** START OF PROVIDED INFORMATION **
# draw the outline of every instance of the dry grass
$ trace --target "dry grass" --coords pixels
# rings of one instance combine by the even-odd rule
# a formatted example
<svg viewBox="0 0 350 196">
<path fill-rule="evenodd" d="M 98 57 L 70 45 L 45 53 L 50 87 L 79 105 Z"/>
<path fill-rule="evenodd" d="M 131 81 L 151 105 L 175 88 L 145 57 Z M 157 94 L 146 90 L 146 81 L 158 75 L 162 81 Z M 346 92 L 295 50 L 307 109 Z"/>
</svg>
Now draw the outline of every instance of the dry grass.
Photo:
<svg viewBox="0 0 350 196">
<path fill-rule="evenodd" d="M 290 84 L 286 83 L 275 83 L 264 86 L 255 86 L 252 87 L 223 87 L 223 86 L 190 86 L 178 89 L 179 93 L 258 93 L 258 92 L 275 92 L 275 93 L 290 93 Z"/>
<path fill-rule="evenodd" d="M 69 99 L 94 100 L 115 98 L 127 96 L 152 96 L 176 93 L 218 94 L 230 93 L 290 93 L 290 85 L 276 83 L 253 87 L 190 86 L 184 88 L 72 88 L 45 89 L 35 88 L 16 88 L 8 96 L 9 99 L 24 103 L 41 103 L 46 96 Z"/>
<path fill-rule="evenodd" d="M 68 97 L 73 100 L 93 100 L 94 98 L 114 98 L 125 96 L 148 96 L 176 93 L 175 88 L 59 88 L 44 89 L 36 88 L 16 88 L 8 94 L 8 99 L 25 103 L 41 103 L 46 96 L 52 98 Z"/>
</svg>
** END OF PROVIDED INFORMATION **
** START OF PROVIDED INFORMATION **
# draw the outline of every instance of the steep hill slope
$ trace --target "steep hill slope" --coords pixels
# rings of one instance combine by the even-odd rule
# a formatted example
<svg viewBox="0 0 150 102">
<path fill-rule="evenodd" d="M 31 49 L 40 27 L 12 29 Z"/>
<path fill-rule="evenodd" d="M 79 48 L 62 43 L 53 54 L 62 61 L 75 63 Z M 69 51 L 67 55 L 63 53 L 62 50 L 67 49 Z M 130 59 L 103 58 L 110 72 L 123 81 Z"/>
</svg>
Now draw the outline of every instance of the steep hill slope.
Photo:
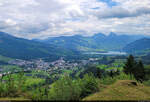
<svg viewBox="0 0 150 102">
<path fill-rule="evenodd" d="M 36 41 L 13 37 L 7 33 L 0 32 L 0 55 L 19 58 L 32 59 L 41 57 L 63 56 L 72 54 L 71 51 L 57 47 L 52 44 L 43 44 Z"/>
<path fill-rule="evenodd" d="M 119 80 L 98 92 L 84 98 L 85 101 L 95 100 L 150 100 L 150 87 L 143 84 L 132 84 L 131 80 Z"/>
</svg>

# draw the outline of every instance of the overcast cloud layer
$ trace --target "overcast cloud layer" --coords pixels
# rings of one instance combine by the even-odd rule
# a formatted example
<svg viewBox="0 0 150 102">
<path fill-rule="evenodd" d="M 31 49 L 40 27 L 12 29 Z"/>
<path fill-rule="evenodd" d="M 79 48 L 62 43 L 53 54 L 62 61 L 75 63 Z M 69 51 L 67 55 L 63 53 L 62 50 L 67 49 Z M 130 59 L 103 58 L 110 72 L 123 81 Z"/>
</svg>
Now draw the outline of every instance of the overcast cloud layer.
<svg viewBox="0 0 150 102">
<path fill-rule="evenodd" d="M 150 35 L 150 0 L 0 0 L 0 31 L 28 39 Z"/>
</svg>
** END OF PROVIDED INFORMATION **
- [STATED TASK]: Please filter the material above down to the lines that contain the string "cloud".

- [THE COMPLETED TASK]:
# draw the outline of every instance of the overcast cloud layer
$ trace --target "overcast cloud layer" --coords pixels
Now draw the outline of every instance of the overcast cloud layer.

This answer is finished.